● Your instructions: The span to copy runs from the line containing "TARGET = car roof" to the last line below. Copy it exactly, with nothing else.

● Records to use:
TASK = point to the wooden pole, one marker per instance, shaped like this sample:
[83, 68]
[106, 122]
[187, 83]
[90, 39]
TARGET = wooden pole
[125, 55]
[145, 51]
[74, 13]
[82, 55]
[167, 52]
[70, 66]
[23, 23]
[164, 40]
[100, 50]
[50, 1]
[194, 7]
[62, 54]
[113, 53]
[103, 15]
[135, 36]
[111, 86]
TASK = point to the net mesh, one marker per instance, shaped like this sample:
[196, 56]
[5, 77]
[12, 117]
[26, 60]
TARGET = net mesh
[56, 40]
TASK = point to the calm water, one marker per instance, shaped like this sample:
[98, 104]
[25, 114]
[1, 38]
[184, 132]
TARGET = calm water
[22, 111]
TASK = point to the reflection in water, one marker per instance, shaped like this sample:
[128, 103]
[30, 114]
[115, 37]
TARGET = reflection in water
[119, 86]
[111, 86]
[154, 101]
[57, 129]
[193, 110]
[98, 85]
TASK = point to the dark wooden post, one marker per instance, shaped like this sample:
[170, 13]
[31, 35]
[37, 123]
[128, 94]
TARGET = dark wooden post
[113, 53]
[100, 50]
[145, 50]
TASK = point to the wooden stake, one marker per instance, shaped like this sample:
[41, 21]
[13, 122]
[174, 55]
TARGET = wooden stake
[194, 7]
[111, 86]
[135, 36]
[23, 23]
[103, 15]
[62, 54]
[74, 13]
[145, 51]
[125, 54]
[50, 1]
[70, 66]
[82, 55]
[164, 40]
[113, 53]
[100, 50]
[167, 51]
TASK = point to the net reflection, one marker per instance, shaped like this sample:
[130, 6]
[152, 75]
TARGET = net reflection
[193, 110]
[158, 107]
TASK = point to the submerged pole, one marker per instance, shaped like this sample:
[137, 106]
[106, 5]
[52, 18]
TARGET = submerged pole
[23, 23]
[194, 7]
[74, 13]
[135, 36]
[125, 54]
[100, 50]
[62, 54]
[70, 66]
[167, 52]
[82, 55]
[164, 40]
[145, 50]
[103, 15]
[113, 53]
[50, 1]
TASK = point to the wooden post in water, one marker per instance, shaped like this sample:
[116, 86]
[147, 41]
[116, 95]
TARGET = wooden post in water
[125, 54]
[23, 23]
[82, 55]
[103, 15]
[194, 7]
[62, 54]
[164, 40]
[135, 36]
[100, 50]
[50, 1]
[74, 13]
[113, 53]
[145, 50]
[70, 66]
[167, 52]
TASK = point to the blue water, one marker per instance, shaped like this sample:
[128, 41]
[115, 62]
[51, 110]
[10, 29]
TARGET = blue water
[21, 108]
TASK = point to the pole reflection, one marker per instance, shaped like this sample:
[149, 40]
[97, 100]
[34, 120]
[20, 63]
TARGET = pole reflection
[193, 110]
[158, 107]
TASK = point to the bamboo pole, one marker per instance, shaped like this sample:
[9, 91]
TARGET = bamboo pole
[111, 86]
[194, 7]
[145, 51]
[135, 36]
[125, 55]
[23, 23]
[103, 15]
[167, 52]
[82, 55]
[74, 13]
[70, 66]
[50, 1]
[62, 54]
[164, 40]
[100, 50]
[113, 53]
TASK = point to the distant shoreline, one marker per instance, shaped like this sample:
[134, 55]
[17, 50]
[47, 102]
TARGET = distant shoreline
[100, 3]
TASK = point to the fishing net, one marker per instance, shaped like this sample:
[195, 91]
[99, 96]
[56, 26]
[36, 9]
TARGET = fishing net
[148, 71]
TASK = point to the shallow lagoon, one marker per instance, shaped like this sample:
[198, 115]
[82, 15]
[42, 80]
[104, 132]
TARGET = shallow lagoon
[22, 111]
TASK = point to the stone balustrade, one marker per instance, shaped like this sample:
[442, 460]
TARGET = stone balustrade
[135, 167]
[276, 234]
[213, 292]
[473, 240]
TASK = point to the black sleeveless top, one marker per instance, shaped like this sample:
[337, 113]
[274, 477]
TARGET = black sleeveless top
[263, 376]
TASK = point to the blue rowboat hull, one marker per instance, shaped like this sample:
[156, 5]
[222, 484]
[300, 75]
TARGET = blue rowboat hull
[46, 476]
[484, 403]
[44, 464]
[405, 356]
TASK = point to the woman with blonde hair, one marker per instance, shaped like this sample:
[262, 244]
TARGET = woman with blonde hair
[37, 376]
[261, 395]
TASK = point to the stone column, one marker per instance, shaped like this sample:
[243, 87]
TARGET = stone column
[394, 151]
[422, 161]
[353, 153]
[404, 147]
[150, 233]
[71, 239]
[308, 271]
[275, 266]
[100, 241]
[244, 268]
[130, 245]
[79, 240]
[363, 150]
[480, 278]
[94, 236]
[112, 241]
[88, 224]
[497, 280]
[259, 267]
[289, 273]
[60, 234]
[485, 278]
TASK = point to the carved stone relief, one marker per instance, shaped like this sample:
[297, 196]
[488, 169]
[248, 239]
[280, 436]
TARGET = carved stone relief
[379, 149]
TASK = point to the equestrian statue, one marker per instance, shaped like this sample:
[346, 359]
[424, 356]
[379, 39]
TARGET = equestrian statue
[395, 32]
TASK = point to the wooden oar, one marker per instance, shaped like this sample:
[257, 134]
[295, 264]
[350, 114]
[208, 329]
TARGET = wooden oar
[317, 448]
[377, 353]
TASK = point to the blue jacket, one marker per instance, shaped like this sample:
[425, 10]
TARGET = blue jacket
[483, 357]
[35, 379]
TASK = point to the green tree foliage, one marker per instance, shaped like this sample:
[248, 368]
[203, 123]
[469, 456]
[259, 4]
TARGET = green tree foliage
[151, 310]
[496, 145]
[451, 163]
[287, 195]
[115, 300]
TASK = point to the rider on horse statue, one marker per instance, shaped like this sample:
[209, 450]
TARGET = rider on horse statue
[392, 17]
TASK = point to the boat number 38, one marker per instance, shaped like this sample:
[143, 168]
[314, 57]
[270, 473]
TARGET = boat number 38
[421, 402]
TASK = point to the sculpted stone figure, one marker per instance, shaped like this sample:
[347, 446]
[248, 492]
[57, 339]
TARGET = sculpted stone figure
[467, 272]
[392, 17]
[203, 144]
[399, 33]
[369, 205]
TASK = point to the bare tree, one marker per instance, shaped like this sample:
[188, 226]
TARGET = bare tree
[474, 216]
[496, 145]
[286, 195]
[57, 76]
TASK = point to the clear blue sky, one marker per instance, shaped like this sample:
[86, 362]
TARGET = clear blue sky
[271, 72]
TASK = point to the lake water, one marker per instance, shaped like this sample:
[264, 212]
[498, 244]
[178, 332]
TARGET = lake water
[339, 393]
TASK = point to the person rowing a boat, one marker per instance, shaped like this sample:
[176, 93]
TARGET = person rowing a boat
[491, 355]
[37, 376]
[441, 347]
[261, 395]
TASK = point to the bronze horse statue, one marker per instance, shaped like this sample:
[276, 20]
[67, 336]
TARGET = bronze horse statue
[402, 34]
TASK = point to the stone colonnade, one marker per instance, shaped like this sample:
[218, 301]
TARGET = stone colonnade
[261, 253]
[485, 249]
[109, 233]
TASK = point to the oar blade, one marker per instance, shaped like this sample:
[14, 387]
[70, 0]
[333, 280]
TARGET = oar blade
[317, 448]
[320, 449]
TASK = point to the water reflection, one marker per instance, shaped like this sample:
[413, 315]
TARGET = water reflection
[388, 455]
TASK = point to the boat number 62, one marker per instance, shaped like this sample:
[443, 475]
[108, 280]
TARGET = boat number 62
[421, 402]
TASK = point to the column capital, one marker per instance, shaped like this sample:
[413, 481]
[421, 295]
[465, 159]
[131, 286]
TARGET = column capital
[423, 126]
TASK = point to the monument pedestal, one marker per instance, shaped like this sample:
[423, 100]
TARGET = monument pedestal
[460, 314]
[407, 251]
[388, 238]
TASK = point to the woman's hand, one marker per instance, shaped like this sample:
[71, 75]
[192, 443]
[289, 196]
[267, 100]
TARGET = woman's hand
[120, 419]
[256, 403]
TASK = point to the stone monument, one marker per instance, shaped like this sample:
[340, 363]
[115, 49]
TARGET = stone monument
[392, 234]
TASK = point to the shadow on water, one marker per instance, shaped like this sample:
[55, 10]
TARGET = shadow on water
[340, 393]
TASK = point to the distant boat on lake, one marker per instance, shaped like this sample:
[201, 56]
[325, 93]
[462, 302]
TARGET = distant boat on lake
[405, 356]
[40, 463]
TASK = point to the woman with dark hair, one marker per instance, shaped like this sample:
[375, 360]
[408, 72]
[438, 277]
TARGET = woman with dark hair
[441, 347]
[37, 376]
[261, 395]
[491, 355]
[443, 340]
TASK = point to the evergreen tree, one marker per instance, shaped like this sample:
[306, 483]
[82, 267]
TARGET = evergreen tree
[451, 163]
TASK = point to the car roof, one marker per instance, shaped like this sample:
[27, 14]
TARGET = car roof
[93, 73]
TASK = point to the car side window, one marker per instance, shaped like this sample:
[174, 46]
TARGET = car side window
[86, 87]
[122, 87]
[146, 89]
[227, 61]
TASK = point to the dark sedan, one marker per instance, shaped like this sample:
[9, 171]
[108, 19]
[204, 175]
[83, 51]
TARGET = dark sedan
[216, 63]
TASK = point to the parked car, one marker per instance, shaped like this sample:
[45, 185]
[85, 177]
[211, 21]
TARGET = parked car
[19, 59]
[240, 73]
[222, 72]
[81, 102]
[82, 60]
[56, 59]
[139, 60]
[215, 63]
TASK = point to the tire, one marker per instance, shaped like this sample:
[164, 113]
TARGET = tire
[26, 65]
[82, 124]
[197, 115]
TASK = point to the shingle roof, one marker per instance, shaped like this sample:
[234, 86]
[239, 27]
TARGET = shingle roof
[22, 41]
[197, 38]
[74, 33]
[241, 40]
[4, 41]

● Solution for this task:
TARGET = car roof
[93, 73]
TASK = point to the car side window, one marker per instance, shaped like this sample:
[174, 46]
TARGET = car side window
[86, 87]
[122, 87]
[146, 89]
[227, 61]
TASK = point to the dark sedan, one marker per instance, shaped like this sample:
[9, 171]
[108, 19]
[204, 175]
[83, 51]
TARGET = dark sedan
[216, 63]
TASK = point to the parked car, one marker per instance, shaped like this sample:
[45, 185]
[85, 177]
[211, 21]
TARGET = parked car
[19, 59]
[240, 73]
[222, 72]
[81, 102]
[82, 60]
[56, 59]
[139, 60]
[215, 63]
TASK = point to the tire, one marker per instance, shaped like this sample:
[164, 113]
TARGET = tire
[26, 65]
[82, 124]
[197, 115]
TASK = point to the shingle roof, one marker per instance, shaped like this sample:
[234, 86]
[239, 27]
TARGET = shingle roof
[22, 41]
[197, 38]
[74, 33]
[241, 40]
[4, 41]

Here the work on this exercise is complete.